PROBLEM REQUIREMENTS: Keep only the rows below that contain the word "every", and copy them out. Case counts.

....

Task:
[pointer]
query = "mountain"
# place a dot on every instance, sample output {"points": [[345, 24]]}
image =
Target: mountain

....

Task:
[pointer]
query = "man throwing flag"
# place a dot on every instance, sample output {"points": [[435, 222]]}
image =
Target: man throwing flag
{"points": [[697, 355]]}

....

WORKED SOLUTION:
# place a dot on every instance, sample output {"points": [[345, 24]]}
# place a dot on every instance, sample output {"points": [[435, 222]]}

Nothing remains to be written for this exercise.